_WHAT TO PRODUCE_
Starting at the line that has "task: draw the outline of every instance of the building" and running through the end of the records, rewrite every line, keeping all wording as is. Scale each coordinate in the outlines by 2.45 and round to a whole number, with halves rounded up.

_DATASET CONTENT_
────────────────────────────────────────

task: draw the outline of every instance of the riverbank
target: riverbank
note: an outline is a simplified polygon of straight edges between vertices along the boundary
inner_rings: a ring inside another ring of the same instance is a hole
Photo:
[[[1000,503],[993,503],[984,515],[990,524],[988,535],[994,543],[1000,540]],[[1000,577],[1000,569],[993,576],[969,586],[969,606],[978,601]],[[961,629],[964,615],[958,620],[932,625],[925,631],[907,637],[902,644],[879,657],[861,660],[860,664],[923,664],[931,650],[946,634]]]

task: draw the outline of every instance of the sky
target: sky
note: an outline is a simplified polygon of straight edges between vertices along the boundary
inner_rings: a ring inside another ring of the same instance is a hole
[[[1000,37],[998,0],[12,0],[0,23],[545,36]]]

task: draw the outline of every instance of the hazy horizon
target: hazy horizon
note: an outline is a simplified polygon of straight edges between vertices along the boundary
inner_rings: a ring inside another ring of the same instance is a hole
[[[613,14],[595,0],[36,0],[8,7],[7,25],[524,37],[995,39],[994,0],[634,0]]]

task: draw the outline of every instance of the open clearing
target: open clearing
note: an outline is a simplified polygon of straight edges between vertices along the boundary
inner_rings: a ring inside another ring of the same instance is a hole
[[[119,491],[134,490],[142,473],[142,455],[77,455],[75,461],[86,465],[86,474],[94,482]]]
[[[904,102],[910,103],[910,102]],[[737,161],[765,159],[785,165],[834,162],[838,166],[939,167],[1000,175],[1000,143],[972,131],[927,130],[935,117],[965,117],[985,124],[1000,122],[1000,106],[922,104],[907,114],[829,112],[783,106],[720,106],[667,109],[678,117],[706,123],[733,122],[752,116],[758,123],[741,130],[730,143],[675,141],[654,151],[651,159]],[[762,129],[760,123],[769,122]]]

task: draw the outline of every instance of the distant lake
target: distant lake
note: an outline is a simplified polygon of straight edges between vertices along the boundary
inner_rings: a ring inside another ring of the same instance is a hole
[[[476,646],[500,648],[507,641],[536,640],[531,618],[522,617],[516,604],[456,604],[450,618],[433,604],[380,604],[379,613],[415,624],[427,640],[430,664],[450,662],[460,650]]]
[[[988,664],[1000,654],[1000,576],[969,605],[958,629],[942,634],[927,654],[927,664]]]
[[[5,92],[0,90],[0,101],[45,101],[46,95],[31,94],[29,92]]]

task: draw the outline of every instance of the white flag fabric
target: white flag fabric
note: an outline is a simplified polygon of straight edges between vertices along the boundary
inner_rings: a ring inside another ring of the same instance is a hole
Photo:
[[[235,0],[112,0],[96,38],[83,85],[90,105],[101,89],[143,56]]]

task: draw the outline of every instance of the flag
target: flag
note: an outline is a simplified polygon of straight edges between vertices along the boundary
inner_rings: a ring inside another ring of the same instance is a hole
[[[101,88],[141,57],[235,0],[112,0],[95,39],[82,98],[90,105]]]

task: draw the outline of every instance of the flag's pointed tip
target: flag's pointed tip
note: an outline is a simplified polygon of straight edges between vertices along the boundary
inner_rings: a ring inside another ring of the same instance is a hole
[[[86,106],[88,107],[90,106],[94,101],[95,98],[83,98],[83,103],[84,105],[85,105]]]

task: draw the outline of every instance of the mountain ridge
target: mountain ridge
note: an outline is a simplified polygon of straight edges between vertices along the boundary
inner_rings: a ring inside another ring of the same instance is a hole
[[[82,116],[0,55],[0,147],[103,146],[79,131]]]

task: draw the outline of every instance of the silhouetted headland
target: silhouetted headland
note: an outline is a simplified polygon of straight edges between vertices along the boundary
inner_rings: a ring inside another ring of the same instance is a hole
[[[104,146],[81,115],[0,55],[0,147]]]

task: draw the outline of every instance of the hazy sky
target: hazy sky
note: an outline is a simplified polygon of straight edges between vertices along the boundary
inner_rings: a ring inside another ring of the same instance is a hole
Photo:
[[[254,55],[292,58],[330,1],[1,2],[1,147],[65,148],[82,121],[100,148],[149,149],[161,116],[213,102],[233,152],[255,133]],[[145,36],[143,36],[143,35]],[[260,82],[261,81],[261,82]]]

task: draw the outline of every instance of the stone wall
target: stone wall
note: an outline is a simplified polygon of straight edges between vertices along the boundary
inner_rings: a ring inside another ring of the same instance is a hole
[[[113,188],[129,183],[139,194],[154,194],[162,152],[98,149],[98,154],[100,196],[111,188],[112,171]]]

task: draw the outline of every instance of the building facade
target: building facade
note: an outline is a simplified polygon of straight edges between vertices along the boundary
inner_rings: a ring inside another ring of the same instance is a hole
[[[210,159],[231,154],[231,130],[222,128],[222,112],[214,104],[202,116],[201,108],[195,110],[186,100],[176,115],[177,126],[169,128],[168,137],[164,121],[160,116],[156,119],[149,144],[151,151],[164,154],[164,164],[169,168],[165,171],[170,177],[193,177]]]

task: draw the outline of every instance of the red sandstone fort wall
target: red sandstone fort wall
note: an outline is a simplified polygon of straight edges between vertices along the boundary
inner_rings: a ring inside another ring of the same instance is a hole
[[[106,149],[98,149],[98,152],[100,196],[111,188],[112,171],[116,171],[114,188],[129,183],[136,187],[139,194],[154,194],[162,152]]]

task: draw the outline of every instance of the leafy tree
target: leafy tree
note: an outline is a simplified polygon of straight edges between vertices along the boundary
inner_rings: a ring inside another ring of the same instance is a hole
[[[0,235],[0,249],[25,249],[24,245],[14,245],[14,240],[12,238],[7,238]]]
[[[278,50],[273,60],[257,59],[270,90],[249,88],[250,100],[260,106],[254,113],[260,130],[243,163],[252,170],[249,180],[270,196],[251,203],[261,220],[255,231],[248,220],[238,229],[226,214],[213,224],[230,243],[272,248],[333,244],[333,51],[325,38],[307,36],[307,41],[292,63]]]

────────────────────────────────────────

_THE SOLUTION_
task: draw the outline of every instance of the building facade
target: building facade
note: an outline is a simplified polygon of straight edges between vertices along the boundary
inner_rings: a ring inside another ring of the same instance is a hole
[[[515,390],[566,377],[566,319],[544,314],[544,274],[524,255],[495,284],[492,265],[478,270],[456,245],[431,282],[434,309],[414,314],[412,336],[402,296],[392,284],[382,292],[365,353],[370,370],[402,377],[402,402],[414,412],[404,419],[417,434],[473,434]]]

task: draw the outline of every instance of the red sandstone fort wall
target: red sandstone fort wall
note: an outline is a simplified polygon of straight edges between vertices along the boundary
inner_rings: a ring inside another ring of the same instance is a hole
[[[260,365],[240,365],[240,372],[245,480],[272,461],[274,419],[284,419],[279,461],[316,448],[333,458],[341,475],[377,475],[397,372]]]

task: draw the outline of every instance of the leafy tree
target: leafy tree
note: an outline is a simplified polygon of straight edges between vertices along the boundary
inner_rings: a ring inside another ring of the same instance is a hole
[[[0,576],[0,610],[61,610],[59,600],[34,600],[34,588],[29,583],[17,583]]]
[[[681,123],[669,147],[630,145],[662,221],[610,216],[613,245],[637,260],[622,277],[637,319],[595,399],[617,417],[610,441],[662,480],[615,497],[639,539],[625,566],[608,539],[583,561],[554,524],[522,549],[564,595],[666,608],[816,598],[816,125],[796,93],[752,88],[752,100],[715,154]]]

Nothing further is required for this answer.